| Tarefa A |
De acordo com o texto sobre o sistema CONFEF/CREFs, que parte das cobranças aos profissionais registrados os CREFs repassam ao CONFEF?
| Tarefa B |
Dê sequência ao texto sobre o sistema CONFEF/CREFs a partir do ponto em que ele para.

| Texto mostrado |
+--

CONFEF: sistema antidemocrático que perpetua sua elite no poder e ignora 668 mil profissionais registrados

O Discóbolo de Myron é o símbolo da Educação Física no Brasil porque representa os ideais clássicos de equilíbrio, força, harmonia e movimento que estão no cerne da prática e filosofia da Educação Física © Getty Images

Na prática, não existe democracia. O que prevalece são regras absurdas que blindam um sistema perverso, marcado pela malversação de recursos é  alimentado pela eternização no poder.

Por Paulo Pinto / Global Sports
26 de janeiro de 2025 / Curitiba, PR

O ano de 2024 marcou a primeira eleição unificada do sistema CONFEF/CREFs, prometendo nova forma de representação para os Profissionais de Educação Física, com a expectativa de ampliar a representatividade e a participação de cada Estado. Mas, será que essa promessa foi efetivamente cumprida?

Para iniciar essa discussão, cabe lembrar que o sistema CONFEF/CREFs é formado por autarquias federais, instituídas pela lei federal 9.696/98 e reafirmadas pela lei federal 14.386/22, que definiram a profissão de educação física, seus atributos e responsabilidades. Dessa forma, os conselhos tornaram-se responsáveis pelo registro, regulação da ação profissional em defesa da sociedade, fiscalização da prática profissional e gestão dos recursos proporcionados pelos profissionais registrados.

Segundo dados disponibilizados pelo Portal da Transparência e site do CONFEF, atualmente há 668.247 profissionais registrados como pessoas físicas e 92.786 registrados como pessoas jurídicas, totalizando 761.033 registros.

A receita líquida prevista para o ano de 2024, divulgada pelo CONFEF, foi de R$ 60.721.000,00, o que nos permite estimar que a receita total do sistema CONFEF/CREFs gire em torno de aproximadamente R$ 300 milhões, uma vez que seu Regimento Interno, no Artigo 10º e §1º, afirma que os CREFs são responsáveis pelas cobranças das obrigações dos profissionais registrados, ficando com 80% e repassando 20% ao CONFEF.

+--

(Uma série de registros)

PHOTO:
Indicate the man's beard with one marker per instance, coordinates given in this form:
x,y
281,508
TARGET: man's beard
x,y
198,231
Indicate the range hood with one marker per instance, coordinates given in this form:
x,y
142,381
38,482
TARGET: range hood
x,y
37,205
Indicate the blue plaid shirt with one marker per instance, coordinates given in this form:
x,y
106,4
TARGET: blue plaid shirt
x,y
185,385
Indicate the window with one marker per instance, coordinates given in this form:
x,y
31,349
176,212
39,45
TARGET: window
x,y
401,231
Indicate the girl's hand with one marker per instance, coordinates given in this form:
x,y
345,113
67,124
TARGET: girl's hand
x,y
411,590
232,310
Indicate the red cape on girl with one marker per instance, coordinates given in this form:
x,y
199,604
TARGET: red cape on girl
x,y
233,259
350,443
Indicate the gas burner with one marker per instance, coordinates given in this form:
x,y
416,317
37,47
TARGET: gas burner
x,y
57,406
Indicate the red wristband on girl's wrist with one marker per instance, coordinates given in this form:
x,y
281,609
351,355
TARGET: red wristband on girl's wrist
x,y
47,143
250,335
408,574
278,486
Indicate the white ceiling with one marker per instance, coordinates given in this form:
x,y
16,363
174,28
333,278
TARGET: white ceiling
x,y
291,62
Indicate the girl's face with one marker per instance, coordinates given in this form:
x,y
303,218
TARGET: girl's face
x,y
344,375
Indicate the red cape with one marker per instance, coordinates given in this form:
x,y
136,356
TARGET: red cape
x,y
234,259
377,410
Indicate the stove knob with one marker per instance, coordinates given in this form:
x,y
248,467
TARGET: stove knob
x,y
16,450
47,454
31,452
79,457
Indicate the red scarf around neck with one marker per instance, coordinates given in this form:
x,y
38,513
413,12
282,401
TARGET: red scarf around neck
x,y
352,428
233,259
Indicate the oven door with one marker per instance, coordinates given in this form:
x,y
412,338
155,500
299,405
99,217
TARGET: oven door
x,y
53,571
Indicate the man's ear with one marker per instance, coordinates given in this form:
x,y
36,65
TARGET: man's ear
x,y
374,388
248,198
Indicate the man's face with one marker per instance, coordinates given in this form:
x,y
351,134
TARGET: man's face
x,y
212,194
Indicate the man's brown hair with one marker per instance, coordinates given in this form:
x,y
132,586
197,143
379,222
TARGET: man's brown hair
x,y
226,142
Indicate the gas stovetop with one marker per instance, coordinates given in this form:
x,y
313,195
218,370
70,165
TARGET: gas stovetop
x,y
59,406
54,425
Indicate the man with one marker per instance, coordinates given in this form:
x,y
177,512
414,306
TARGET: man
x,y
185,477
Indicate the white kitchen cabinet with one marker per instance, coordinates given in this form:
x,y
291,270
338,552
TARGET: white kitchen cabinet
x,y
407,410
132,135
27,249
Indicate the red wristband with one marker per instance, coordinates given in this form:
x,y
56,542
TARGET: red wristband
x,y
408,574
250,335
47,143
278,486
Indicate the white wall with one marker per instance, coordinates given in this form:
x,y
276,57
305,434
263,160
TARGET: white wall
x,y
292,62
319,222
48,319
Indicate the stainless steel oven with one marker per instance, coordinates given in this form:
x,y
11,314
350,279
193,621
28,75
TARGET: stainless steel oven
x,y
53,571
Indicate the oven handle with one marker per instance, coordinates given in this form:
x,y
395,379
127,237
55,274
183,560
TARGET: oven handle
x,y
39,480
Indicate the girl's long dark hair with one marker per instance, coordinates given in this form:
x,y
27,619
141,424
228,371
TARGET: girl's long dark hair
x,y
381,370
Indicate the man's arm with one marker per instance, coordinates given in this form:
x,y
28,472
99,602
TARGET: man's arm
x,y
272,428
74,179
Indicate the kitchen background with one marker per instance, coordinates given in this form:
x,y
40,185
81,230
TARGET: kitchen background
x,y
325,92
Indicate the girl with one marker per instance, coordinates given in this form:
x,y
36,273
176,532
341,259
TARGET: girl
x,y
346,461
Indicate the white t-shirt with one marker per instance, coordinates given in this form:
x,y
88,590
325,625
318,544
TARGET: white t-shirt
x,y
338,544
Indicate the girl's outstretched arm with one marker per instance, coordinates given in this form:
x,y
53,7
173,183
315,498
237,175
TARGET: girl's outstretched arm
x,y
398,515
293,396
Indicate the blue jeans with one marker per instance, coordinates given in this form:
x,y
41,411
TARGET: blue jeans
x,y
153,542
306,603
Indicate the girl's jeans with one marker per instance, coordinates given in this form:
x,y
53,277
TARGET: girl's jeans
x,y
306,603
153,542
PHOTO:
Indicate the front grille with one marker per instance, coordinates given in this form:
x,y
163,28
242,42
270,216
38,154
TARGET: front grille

+--

| Resposta A |
Os CREFs repassam 20% ao CONFEF e ficam com 80%.

| Resposta B |
A escultura grega do século V a.C., criada por Myron, retrata um atleta no momento do lançamento do disco. Esse instante captura o ápice do controle corporal, precisão técnica e esforço físico, valores que também são pilares da Educação Física © Getty Images

Outro dado relevante para nossa reflexão é a falta de alternância de poder, uma vez que, em 26 anos de existência, o CONFEF teve apenas dois presidentes. O atual, Cláudio Augusto Boschi, por exemplo, presidiu o CREF6, de Minas Gerais, desde a sua fundação, e acabou de iniciar o segundo mandato no CONFEF, que findará em 31 de dezembro de 2028, completando aproximadamente 30 anos como presidente dentro do sistema CONFEF/CREFs. E a falta de renovação se estende a outros membros da diretoria, que são, em sua quase totalidade, conselheiros reeleitos para diversos mandatos e membros de diretorias que se revezam no controle do poder.

“Cerca de 65% dos Profissionais de Educação Física com direito a voto foram impedidos de votar pela Comissão Eleitoral do CONFEF.”

Poderíamos conjecturar que esse seria um caso de “eficiência de gestão”, reconhecida pelos Profissionais de Educação Física. Entretanto, a estrutura do sistema eleitoral, alterado recentemente, dificulta essa constatação e levanta dúvidas a respeito do caráter democrático que seria esperado para o pleito.

De acordo com o Regimento Eleitoral do Sistema (Res. CONFEF № 513/2023), o voto é obrigatório e secreto, a exemplo da legislação eleitoral brasileira, lembrando se tratar de uma autarquia federal que administra dinheiro público. Mas o compromisso e a seriedade equivalentes às eleições políticas do País acabam aí. Há diversos pontos das eleições do sistema sobre os quais tentaremos colocar um pouco de luz para a reflexão do leitor.

Voto pelo correio

O processo eleitoral do sistema CONFEF/CREFs utiliza voto impresso, enviado por carta pelo CONFEF, via Correios, no caso da eleição federal, e que deve ser respondida com o voto do profissional, demandando tempo e deslocamento do votante. Durante os 25 anos em que a eleição se realizou desta forma, constatou-se que a adesão é muito baixa, seja pelo dispêndio de tempo, seja por problemas nos Correios ou motivos correlatos.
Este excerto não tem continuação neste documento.